# WRITTEN TASK
Quote exactly the lines running from the line with "target | rifle stock" to the end of the entries, including both, and nothing else.

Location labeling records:
####

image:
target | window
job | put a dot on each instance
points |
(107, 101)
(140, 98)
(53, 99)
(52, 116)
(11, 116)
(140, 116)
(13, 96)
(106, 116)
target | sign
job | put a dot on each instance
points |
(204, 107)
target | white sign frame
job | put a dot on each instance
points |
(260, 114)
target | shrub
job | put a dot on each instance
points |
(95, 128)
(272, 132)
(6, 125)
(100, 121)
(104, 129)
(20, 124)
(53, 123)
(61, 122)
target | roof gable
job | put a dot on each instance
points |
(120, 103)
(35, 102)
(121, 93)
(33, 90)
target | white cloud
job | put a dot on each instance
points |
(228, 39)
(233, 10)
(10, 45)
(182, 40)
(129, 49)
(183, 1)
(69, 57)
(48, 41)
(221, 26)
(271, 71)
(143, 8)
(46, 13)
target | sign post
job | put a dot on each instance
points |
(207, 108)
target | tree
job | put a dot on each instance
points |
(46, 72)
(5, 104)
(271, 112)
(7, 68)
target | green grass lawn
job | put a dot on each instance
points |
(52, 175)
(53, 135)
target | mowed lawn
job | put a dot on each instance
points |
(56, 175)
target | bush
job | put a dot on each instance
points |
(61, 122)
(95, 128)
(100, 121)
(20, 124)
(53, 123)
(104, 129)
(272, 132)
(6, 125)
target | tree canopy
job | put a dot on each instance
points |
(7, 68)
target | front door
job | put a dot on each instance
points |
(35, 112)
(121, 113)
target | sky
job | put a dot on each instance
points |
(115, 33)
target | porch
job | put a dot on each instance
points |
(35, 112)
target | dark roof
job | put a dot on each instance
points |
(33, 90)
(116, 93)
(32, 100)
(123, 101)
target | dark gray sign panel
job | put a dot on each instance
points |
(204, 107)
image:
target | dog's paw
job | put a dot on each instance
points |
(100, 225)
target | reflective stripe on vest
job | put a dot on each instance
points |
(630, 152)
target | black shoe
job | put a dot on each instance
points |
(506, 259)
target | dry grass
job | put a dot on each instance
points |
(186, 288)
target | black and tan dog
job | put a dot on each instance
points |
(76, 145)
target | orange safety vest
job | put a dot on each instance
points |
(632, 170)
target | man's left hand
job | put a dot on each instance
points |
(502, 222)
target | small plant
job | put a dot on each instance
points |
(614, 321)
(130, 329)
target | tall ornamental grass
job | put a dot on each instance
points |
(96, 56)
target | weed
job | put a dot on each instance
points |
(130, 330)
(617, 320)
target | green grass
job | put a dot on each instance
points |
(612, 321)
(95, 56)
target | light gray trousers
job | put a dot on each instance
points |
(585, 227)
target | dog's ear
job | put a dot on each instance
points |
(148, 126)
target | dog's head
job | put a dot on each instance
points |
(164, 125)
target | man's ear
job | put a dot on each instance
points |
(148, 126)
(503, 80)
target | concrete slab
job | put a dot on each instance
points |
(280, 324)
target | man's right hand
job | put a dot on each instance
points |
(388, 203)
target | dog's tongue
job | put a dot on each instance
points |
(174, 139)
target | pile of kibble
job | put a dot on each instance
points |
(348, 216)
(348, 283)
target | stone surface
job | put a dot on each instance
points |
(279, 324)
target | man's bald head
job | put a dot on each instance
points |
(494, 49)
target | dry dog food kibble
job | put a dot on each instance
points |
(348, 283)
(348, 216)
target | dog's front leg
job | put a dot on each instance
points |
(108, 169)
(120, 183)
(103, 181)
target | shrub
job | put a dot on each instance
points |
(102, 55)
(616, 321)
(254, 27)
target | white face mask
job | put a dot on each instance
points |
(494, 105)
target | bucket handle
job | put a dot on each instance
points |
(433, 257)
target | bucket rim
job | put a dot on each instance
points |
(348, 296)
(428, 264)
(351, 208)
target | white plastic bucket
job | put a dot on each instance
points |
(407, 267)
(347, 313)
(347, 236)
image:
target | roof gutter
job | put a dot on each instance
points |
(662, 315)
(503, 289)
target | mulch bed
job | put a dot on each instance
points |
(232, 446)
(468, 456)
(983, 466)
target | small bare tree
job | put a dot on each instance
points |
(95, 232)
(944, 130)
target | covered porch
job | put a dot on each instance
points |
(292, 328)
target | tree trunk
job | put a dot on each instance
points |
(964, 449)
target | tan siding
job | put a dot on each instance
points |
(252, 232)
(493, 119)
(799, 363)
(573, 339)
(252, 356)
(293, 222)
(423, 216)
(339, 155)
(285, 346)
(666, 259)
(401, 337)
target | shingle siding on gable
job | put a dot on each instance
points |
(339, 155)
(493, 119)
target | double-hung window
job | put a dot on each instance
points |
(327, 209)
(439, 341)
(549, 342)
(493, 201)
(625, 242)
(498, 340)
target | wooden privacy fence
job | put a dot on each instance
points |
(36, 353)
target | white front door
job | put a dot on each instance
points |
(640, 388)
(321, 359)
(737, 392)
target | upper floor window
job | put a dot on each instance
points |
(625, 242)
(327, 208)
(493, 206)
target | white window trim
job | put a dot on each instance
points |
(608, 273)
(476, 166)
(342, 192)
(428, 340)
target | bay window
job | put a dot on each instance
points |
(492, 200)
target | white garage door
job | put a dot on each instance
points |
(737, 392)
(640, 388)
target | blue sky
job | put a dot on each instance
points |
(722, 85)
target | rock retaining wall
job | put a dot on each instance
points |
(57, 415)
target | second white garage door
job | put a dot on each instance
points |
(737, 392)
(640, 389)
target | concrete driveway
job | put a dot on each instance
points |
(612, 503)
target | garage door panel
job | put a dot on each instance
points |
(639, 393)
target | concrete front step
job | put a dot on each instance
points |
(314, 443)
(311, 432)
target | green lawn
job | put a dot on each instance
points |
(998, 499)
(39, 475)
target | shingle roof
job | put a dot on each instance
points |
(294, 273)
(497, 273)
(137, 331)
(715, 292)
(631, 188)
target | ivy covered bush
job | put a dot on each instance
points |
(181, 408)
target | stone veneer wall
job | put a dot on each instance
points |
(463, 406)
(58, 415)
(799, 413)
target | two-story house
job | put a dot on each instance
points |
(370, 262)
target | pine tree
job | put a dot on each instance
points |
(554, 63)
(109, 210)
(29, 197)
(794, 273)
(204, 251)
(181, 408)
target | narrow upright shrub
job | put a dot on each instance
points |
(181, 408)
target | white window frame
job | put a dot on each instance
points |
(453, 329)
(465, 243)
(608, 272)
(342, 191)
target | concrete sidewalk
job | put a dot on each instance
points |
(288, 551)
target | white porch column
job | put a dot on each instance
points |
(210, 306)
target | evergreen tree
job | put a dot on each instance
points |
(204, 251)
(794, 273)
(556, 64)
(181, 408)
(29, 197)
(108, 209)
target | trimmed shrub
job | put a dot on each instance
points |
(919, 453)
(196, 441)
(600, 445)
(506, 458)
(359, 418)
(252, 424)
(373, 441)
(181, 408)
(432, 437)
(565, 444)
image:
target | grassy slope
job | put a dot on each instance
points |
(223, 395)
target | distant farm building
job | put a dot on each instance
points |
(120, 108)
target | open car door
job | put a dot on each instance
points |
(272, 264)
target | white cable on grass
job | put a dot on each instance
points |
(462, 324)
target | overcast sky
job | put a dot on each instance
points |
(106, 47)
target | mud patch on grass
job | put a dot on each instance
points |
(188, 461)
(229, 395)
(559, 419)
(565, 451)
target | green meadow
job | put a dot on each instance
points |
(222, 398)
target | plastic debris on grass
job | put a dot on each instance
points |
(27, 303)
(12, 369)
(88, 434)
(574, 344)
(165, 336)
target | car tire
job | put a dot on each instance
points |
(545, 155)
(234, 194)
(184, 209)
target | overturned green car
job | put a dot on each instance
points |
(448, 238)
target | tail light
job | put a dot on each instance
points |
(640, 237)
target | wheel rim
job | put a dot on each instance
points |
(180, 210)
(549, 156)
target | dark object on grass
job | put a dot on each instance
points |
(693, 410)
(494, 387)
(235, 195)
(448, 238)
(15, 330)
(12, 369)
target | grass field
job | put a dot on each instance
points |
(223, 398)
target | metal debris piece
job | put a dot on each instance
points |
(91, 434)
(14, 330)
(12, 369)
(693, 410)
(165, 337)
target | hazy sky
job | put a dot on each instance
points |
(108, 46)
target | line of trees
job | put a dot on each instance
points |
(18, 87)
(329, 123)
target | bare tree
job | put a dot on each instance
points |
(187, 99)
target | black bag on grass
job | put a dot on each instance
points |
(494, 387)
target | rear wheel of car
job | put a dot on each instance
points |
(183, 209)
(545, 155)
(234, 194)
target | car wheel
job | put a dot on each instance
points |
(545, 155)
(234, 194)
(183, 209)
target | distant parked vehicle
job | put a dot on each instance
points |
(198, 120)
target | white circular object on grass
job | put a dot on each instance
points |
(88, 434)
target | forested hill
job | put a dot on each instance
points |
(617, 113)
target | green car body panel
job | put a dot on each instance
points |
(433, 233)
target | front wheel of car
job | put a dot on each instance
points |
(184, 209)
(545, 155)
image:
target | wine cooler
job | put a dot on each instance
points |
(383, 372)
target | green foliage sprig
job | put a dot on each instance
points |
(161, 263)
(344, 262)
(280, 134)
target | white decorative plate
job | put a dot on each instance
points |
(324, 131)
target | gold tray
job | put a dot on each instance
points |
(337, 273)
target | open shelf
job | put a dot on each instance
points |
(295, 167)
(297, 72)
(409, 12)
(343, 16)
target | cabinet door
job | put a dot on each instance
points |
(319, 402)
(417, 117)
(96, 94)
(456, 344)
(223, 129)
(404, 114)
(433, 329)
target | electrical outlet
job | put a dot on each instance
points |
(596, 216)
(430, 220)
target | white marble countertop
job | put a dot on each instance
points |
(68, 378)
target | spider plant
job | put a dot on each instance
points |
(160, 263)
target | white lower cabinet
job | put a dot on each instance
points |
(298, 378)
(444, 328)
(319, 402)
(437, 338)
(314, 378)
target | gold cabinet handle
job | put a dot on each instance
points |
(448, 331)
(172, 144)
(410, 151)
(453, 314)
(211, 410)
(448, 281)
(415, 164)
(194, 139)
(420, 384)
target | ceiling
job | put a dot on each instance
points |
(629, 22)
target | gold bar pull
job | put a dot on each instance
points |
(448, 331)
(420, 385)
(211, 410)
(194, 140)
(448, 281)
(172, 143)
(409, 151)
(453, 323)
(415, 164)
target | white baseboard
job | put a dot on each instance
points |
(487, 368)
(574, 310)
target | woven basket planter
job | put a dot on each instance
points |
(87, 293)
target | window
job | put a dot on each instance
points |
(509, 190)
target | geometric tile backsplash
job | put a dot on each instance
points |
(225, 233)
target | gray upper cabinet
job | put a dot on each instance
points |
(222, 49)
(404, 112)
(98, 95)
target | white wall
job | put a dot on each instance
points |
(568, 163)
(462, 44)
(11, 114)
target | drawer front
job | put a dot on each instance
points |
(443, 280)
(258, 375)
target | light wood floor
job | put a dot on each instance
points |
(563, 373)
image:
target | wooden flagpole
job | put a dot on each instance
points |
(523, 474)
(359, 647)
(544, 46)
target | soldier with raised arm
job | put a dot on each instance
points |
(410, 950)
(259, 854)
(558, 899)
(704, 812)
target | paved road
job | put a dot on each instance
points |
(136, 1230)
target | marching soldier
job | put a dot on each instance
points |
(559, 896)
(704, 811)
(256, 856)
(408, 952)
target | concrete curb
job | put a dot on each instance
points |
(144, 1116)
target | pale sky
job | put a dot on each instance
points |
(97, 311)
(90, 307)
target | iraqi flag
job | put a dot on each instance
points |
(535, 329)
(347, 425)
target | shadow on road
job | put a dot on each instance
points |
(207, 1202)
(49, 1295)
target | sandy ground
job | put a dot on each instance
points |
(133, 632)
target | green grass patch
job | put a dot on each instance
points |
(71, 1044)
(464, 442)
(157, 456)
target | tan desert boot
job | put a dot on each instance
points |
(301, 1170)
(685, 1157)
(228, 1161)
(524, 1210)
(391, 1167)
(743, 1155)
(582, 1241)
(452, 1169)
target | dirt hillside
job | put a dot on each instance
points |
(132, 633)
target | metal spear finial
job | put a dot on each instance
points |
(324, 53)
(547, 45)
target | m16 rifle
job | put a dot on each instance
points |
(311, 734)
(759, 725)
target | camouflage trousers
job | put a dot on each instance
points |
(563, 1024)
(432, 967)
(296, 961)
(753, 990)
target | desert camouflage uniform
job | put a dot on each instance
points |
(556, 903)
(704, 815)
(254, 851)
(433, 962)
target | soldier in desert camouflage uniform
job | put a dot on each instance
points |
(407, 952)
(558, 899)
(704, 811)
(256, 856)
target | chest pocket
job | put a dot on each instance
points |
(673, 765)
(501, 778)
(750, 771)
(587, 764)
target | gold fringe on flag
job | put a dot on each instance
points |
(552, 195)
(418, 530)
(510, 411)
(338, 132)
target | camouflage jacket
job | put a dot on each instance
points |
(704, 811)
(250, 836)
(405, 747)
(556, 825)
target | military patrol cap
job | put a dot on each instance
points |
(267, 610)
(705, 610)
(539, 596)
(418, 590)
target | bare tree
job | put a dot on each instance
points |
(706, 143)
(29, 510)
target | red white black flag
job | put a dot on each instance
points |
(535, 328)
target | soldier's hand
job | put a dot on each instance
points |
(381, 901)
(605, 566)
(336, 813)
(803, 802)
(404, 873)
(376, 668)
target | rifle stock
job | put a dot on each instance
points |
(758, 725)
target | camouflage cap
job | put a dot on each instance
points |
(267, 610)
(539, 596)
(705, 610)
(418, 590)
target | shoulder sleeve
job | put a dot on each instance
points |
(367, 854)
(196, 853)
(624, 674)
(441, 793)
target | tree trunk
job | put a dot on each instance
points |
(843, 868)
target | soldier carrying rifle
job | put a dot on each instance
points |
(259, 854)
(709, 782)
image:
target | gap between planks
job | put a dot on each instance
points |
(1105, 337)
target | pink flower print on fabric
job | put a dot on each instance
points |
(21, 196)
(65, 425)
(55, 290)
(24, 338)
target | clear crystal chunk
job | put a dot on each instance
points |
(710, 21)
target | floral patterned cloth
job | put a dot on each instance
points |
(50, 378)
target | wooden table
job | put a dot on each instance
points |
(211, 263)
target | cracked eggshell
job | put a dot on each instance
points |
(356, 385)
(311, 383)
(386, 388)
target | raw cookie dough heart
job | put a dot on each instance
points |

####

# RESPONSE BELOW
target | rifle stock
job | put a dot on each instance
points |
(758, 725)
target | camouflage cap
job | put a dot on each instance
points |
(267, 610)
(539, 596)
(705, 610)
(418, 590)
target | shoulder sleeve
job | put a dot on each instance
points |
(367, 854)
(196, 853)
(624, 674)
(441, 793)
target | tree trunk
job | put a dot on each instance
points |
(843, 868)
target | soldier carrying rifle
job | put a dot on each instance
points |
(259, 854)
(709, 782)
image:
target | gap between planks
job | put a dot on each instance
points |
(1105, 337)
target | pink flower print on fabric
job | put a dot on each instance
points |
(21, 196)
(65, 425)
(55, 290)
(24, 338)
target | clear crystal chunk
job | put a dot on each instance
points |
(710, 21)
target | floral patterned cloth
job | put a dot on each instance
points |
(50, 378)
target | wooden table
job | put a dot on each instance
points |
(211, 263)
target | cracked eggshell
job | put a dot on each instance
points |
(356, 385)
(311, 383)
(386, 388)
target | raw cookie dough heart
job | put a dot on each instance
points |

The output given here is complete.